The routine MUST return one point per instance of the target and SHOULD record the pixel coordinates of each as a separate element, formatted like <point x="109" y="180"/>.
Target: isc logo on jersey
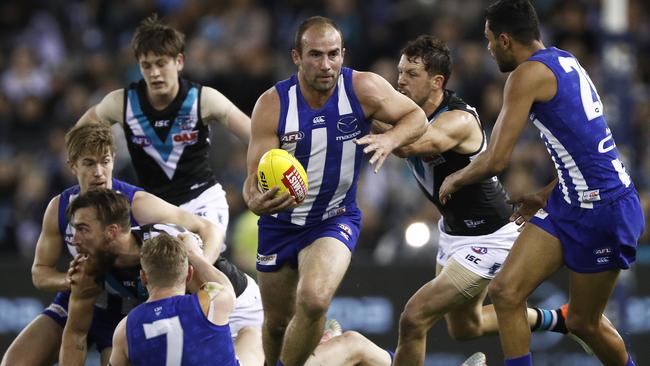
<point x="189" y="138"/>
<point x="279" y="168"/>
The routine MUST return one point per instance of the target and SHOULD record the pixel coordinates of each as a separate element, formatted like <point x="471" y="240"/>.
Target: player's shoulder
<point x="52" y="210"/>
<point x="269" y="101"/>
<point x="367" y="84"/>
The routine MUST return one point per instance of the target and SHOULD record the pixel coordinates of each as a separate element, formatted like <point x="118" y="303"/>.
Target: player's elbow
<point x="37" y="277"/>
<point x="498" y="166"/>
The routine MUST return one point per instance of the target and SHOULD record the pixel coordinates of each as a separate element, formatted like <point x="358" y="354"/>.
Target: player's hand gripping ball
<point x="279" y="168"/>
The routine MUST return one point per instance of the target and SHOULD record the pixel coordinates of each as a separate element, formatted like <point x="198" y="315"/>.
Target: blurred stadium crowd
<point x="59" y="57"/>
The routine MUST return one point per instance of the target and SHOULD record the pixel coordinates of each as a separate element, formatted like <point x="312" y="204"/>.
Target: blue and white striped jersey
<point x="322" y="140"/>
<point x="175" y="331"/>
<point x="575" y="132"/>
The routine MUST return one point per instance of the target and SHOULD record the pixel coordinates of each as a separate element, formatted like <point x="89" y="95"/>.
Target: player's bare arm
<point x="216" y="107"/>
<point x="454" y="130"/>
<point x="45" y="276"/>
<point x="530" y="82"/>
<point x="149" y="209"/>
<point x="264" y="123"/>
<point x="529" y="204"/>
<point x="382" y="102"/>
<point x="120" y="349"/>
<point x="84" y="292"/>
<point x="109" y="110"/>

+--

## The request
With the pictures omitted, reproduce the records in full and exactly.

## Finished answer
The routine MUST return one point per instance of the target and SHOULD record the pixel coordinates of each as a separate element, formatted like <point x="109" y="180"/>.
Target: isc logo on jersey
<point x="189" y="138"/>
<point x="279" y="168"/>
The routine MUST return one point per instance of the target and SHOULD record the pixel coordinates of each as a separate element, formatted like <point x="471" y="240"/>.
Target: player's shoulder
<point x="52" y="210"/>
<point x="269" y="101"/>
<point x="367" y="84"/>
The routine MUST return one point per instance of the target and SHOULD record the pixel coordinates of each as a separate element, formatted like <point x="118" y="303"/>.
Target: player's elbow
<point x="37" y="277"/>
<point x="498" y="166"/>
The routine MUST return one point per instance of the target and SHOULD record the pixel coordinates of each as a separate element, formatted like <point x="358" y="354"/>.
Target: player's hand gripping ball
<point x="279" y="168"/>
The routine MUST return one point per instance of the target and SHOULD record the pixel coordinates of each as a separate element, formatted like <point x="198" y="315"/>.
Target: blurred stadium crowd
<point x="59" y="57"/>
The routine MUST return one point per instance of the target and SHOULD record the pixel coordinates of each as a separate element, formatted like <point x="312" y="204"/>.
Target: blue and white striped jersey
<point x="322" y="140"/>
<point x="175" y="331"/>
<point x="575" y="132"/>
The routine MUST return one point per instance of the target and SHOULD record the pixel coordinates of each as a separate element, formatted like <point x="89" y="95"/>.
Target: player's bare arm
<point x="216" y="107"/>
<point x="454" y="130"/>
<point x="45" y="276"/>
<point x="530" y="82"/>
<point x="149" y="209"/>
<point x="264" y="123"/>
<point x="529" y="204"/>
<point x="382" y="102"/>
<point x="120" y="349"/>
<point x="84" y="292"/>
<point x="109" y="110"/>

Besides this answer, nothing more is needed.